Which lines of the listing below contain the word "light"? List each of them in full.

[START OF Material provided]

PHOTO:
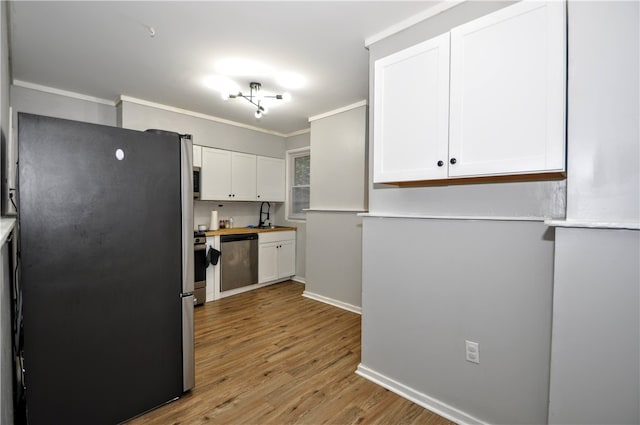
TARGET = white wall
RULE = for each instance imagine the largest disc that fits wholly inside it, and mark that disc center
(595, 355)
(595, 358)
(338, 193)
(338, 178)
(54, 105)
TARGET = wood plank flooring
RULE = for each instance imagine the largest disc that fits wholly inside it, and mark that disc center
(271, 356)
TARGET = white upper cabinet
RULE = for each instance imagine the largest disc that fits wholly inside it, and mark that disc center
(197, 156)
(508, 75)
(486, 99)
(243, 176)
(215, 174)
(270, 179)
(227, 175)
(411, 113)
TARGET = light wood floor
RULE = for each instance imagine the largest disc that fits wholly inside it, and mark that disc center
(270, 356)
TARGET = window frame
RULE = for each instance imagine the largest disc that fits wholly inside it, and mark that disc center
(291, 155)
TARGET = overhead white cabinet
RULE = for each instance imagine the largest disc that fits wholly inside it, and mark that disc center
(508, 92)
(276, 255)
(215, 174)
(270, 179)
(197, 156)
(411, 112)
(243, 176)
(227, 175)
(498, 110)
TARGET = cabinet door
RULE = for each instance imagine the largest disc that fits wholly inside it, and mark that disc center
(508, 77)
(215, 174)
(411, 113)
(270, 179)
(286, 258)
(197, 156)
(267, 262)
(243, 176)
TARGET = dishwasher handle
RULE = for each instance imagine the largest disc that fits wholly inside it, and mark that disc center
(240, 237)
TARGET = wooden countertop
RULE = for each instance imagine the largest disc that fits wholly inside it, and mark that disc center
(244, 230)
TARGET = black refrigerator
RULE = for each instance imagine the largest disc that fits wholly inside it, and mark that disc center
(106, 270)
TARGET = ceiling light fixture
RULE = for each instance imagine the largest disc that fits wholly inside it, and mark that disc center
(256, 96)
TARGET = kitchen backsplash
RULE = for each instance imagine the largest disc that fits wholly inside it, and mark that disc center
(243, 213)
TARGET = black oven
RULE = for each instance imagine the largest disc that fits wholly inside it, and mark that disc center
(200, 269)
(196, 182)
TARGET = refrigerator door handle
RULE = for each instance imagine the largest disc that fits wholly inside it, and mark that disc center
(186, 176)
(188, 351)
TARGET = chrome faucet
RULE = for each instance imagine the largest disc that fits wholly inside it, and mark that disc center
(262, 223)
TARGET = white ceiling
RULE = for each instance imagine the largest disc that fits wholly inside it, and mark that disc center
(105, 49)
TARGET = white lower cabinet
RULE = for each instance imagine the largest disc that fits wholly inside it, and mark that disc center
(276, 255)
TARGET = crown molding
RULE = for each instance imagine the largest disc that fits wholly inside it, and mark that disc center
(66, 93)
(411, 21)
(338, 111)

[END OF Material provided]
[START OF Material provided]

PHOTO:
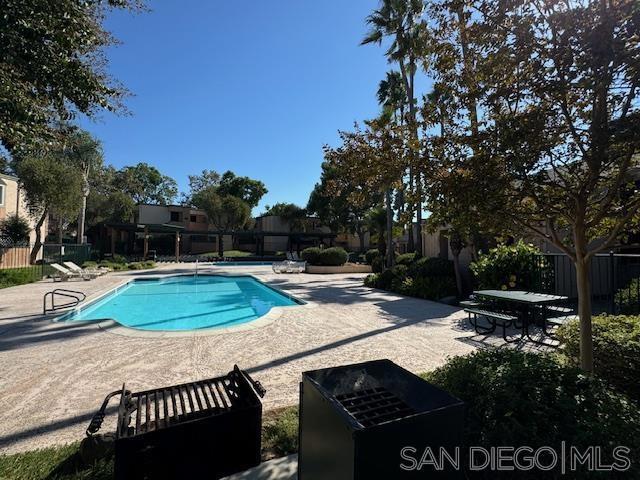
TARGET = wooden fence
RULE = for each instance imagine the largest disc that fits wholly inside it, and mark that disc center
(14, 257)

[END OF Material provided]

■ Answer to this problem
TARGET = light wood floor
TARGET = ceiling light fixture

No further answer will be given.